Your objective: Reproduce the listing below verbatim, every line in its original order.

================================

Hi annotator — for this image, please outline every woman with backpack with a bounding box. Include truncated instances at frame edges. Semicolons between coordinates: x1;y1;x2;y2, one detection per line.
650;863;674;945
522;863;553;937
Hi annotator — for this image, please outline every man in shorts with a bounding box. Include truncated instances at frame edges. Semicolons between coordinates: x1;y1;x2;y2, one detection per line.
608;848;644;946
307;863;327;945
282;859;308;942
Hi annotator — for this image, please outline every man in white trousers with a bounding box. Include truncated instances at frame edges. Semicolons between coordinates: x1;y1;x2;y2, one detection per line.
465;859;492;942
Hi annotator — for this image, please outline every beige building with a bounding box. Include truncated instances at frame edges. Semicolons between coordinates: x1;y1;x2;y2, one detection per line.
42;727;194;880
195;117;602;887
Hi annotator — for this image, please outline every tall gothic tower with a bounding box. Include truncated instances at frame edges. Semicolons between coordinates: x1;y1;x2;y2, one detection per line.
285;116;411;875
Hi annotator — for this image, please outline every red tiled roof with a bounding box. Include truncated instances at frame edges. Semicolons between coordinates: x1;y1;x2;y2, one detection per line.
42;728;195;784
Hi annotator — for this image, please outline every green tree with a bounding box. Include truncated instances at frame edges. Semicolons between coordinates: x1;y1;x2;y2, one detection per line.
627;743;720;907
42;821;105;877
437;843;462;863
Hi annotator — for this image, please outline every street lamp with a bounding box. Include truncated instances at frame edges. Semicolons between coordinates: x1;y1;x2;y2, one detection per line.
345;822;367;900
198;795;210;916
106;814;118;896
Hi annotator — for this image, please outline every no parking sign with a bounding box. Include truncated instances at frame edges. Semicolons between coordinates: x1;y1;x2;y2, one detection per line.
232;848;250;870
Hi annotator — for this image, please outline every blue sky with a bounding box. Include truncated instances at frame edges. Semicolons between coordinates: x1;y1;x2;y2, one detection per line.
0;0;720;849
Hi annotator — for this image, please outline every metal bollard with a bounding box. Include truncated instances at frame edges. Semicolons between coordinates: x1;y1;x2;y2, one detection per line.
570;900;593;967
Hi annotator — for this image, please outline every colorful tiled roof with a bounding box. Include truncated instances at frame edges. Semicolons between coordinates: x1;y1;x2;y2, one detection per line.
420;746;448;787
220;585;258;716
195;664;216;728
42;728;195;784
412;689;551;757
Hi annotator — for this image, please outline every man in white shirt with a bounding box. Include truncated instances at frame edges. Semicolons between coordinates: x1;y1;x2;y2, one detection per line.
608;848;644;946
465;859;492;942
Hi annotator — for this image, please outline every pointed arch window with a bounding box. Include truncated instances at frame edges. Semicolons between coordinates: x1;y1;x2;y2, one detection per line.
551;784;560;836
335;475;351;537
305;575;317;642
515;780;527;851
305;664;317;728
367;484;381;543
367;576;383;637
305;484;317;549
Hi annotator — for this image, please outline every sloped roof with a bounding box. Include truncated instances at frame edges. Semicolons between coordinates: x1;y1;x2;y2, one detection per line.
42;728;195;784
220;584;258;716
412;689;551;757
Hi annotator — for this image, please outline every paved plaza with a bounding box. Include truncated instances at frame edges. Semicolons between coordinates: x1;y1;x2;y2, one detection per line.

================================

Result below:
Hi annotator — for this image, please outline every woman with backpack with a bounding box. Include truncated instances at frame edges. Semicolons between coordinates: x1;y1;x2;y2, one detection per line.
650;863;674;945
522;863;553;937
Hi annotator — for this image, please outline every man in shorts with a bounding box. Include truncated instances at frame edges. Semicolons between coordinates: x1;y1;x2;y2, one detection per line.
608;848;644;946
307;863;327;945
282;859;308;942
Hi annotator — for this image, please outline every man in white trousers with a bounding box. Include truncated instances at frame edges. Semicolons between coordinates: x1;y1;x2;y2, one detection per line.
465;859;492;942
Hi annotator — for this image, please outline every beige building with a bounding box. Include truncated instances at frame edges. Semicolons between coordinates: x1;y1;x2;y2, one detection per line.
42;727;194;880
195;117;602;887
Hi annotator — for this image, please outline every tall gothic tower with a bounding box. Include truncated instances at frame edges. Semicolons between coordinates: x1;y1;x2;y2, one detection per line.
285;116;411;875
Hi annotator — for this image, please outline every red tiled roof with a bounding box. Include truncated instances at frame edges. Semicolons between coordinates: x1;y1;x2;y2, one detection per line.
42;728;195;784
Hi annotator — for this image, please outline every green tree with a bounding box. Include truncated instances at frame edges. Semicolons between coordinates: x1;y1;x2;y2, one detection per line.
627;743;720;907
42;821;105;877
437;843;462;863
Hi annotator — for this image, please outline every street lamp with a bounding box. Include truncated instances at frame edges. Semicolons between coordinates: x1;y1;x2;y2, one detection per line.
345;822;367;900
198;795;210;916
106;814;118;896
Hi annotator — for this image, please outline every no parking sign with a bounding box. Include truncated instances at frame edges. Semicolons between coordinates: x1;y1;x2;y2, one detection per line.
232;848;250;870
Hi annotator — for this image, please outline every blue sky with a bounding box. Include truncated instances at frame edges. Semicolons between coordinates: x1;y1;x2;y2, one detection per line.
0;0;720;849
Hi annotator — for this image, please outline every metal bollard with a bounding box. Include truncated instances at frame edges. Semicolons between coordinates: x1;y1;x2;y2, one detection per line.
570;900;593;967
Hi annotator — for this image, please outline every colorful tiled roof with a bounding box. Include truncated instances at frame edges. Semicolons between coordinates: x1;y1;x2;y2, one detection per line.
420;746;448;787
220;585;258;716
195;664;216;728
42;728;195;784
412;689;551;757
Hi annotator — for this image, please outline every man in white shirt with a bounding box. Include truncated instances at frame edges. Semicolons between coordinates: x1;y1;x2;y2, one detection per line.
608;848;644;946
465;859;492;942
Hi annotator — for this image, please outline every pointed arch window with a bounding box. Include truncated instances at frame edges. Semicolons between coordinates: x1;y1;x2;y2, one detection per line.
551;784;560;836
335;475;351;537
305;575;317;642
515;780;527;851
305;664;317;728
367;484;381;543
367;576;383;637
305;484;317;549
Hi annotator — for this image, please outline every sloped roof with a bounding box. Include truncated instances at frame edges. Semicolons between coordinates: x1;y1;x2;y2, one detection per line.
42;728;195;784
220;584;258;716
412;689;551;757
Hi annotator — for this image, please outline every paved plaza with a bounding box. Include truncated instances at frame edges. Semicolons between coordinates: x1;y1;x2;y2, one detection per line.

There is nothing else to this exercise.